Source extract:
Thursday, May 21, 2009

Wolfram Alpha: "computational knowledge engine"

Wolfram|Alpha has been in the news/blogosphere lately.

Search Principle Blog
Mr.W's lecture at Berkman Center, Harvard
The Register's not-so-glowing review
(for more see 1st item in this list)

I've spent a bit of time fiddling with it to see what it can do and whether it might be useful for either myself, health consumers or the health professionals I work with.

So far I have found one potential use which is to look up disease mortality rates. If you type in lung cancer for example, you will get Canadian & world mortality figures (number of deaths & rate of death, per year). If you type lung cancer Italy, you get the results for that country & the world.

More interesting is the list1 of background sources and references that pops up when you click on source information for the original query. In this case:

I guess potentially this is a very quick way to find sources that offer statistics for a particular disease, though you still have to search the resources to find the specific data. Unfortunately Canadian resources are not included. Also not sure which diseases are in there. Only one way to find out...

...even more interesting:

Type in heart attack and you get a risk calculator (based on Framingham) that lets you input age, gender, cholesterol levels, blood pressure, and risk factors, and which then computes the likelihood that the person whose data is inputted will die from a heart attack in the next ten years.2 You are also shown the impact of cholesterol and blood pressure on risk.

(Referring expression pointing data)
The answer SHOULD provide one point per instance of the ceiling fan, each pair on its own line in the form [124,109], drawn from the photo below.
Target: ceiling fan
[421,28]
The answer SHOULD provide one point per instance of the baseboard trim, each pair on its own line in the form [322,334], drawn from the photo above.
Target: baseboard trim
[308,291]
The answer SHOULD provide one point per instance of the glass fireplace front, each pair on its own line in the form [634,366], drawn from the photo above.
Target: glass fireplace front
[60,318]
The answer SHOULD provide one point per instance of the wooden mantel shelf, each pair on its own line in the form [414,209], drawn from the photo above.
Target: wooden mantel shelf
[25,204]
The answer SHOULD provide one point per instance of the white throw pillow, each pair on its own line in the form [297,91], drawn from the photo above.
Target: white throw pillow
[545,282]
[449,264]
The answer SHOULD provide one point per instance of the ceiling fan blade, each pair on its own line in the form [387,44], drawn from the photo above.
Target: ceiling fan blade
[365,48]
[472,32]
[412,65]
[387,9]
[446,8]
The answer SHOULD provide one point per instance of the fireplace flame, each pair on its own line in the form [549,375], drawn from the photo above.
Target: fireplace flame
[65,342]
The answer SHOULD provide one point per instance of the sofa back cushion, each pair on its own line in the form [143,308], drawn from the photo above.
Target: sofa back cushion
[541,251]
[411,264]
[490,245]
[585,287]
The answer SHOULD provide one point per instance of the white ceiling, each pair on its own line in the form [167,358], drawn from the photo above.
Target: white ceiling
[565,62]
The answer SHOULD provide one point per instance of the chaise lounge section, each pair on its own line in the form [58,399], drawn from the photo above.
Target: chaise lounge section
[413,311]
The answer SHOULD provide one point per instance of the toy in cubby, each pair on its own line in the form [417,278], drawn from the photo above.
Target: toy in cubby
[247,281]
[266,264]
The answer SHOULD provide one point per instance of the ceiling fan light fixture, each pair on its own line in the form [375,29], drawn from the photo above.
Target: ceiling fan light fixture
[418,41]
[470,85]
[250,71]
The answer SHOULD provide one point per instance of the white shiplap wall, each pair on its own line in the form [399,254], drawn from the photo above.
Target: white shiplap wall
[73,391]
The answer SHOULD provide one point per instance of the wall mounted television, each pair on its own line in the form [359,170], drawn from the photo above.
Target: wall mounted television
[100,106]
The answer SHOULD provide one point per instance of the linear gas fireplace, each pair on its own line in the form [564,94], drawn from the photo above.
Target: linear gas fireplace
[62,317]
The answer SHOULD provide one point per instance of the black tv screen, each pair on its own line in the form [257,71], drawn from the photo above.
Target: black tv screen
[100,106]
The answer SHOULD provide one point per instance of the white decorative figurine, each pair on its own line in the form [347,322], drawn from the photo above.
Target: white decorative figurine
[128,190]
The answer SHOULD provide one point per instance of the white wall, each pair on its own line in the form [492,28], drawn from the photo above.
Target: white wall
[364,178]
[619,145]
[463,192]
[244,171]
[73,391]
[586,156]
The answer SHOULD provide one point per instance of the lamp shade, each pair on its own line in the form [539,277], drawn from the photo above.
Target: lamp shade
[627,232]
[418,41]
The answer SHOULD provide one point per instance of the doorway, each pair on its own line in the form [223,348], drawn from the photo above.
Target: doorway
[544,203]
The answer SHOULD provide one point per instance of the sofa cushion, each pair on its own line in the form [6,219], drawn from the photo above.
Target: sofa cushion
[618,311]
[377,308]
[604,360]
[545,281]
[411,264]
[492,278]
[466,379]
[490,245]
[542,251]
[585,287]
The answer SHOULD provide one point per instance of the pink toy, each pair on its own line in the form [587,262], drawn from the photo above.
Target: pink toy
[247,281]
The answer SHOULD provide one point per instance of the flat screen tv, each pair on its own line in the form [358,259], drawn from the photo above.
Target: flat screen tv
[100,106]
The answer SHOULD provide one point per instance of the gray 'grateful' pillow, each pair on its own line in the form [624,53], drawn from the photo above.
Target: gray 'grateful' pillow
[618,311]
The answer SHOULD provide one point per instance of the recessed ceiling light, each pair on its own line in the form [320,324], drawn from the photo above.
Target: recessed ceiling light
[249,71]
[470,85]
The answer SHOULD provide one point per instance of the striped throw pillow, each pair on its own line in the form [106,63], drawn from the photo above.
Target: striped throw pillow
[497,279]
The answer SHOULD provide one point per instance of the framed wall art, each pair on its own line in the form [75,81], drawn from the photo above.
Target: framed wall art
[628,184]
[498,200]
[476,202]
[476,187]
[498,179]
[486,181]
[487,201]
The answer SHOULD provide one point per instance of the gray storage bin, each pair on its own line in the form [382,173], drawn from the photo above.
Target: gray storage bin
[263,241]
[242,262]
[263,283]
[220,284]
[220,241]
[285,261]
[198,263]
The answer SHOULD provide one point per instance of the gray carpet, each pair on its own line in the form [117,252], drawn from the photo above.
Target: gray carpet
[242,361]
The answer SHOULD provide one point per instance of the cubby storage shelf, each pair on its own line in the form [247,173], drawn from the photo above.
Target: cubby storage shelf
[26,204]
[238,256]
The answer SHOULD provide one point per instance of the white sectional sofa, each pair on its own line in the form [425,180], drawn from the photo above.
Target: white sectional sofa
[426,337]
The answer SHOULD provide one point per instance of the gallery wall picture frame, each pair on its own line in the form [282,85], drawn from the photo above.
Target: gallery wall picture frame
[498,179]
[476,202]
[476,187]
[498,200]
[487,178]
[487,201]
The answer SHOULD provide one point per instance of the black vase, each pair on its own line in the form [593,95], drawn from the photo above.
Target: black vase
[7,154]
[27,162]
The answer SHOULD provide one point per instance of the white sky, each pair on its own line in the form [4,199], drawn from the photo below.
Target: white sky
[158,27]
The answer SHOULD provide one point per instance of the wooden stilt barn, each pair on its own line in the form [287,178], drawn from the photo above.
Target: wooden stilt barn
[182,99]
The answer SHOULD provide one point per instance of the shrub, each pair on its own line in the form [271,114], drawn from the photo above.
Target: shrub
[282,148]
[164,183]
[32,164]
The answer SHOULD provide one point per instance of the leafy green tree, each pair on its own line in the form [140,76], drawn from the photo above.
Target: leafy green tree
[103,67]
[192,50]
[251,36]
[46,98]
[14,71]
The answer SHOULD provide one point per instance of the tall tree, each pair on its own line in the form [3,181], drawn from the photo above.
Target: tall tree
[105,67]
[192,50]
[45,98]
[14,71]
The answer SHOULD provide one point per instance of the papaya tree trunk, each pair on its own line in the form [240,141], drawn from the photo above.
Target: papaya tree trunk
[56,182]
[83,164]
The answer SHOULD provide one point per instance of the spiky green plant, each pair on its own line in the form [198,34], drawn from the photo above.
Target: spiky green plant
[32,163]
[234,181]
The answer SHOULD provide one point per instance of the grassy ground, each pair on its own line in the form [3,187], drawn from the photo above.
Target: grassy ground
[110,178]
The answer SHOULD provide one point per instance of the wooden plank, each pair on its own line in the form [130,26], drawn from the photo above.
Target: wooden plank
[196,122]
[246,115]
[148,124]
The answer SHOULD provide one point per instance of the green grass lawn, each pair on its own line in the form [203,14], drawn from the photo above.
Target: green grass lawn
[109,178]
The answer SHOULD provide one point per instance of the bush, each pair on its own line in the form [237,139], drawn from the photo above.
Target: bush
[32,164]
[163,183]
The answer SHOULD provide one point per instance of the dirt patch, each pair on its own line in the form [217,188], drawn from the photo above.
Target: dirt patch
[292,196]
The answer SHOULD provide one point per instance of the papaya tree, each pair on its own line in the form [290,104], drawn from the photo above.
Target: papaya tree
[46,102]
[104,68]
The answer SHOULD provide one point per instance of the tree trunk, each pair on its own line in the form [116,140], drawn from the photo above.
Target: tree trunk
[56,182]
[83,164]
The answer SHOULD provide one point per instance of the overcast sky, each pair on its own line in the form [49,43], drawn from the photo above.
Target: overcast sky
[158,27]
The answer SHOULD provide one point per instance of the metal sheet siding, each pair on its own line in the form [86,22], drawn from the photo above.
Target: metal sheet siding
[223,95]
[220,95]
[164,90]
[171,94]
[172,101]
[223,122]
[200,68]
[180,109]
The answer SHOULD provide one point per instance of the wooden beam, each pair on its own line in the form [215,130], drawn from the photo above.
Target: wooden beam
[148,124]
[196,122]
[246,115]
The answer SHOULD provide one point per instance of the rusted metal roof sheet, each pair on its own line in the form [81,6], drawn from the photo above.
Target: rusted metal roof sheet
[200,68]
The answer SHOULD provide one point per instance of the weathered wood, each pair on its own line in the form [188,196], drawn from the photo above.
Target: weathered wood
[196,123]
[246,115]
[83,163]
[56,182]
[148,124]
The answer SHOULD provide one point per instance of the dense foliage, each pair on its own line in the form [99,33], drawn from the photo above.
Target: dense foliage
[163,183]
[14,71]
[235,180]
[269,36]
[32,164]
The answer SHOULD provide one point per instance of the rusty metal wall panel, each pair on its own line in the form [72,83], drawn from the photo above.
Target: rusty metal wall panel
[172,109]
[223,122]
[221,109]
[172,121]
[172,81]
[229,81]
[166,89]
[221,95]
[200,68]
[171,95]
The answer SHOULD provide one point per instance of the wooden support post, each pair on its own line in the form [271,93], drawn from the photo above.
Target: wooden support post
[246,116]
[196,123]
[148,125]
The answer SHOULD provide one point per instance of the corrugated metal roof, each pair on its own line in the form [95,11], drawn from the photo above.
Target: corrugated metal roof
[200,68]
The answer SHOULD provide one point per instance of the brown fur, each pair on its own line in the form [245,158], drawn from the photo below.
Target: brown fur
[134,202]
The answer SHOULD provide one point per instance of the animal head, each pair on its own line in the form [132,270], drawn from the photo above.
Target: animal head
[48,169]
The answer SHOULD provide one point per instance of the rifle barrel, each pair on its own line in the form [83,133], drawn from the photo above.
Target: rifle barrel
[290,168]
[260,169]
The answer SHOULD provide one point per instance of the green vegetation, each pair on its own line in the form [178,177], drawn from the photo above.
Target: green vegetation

Work request 1:
In the Wolfram Alpha blog post, what can a user enter into the heart attack risk calculator?
Work request 2:
Write the next part of the Wolfram Alpha blog post, starting after its last sentence.
The lines have no role in this work.

Answer area 1:
Age, gender, cholesterol levels, blood pressure, and risk factors.

Answer area 2:
I look forward to testing it out further over time. My biggest concern is how reliable and authoritative the information we are getting is. So far my confidence has not been inspired,1 and I'm not ready to recommend it except as something with potential that's fun to play with. Try asking it how old it is.


1 Here's what W|A has to say about the list:
This list is intended as a guide to sources of further information. The inclusion of an item in this list does not necessarily mean that its content was used as the basis for any specific Wolfram|Alpha result.
Hmm. Interesting way to cite your sources. Not sure this would wash in a term paper. I have a feeling the issue will come up again (it was also mentioned in the question period of Mr.W's lecture at Berkman Center, Harvard.)

2 same result if you input myocardial infarction. No link is suggested between the two terms by W|A.


Dean Giustini said...

It was really good to see you at CHLA/ABSC in Winnipeg. I hope next time you and I can get to talk more about what you are doing.

In the meantime, I will be coming back to read the Info.RX Cases blog.


FF said...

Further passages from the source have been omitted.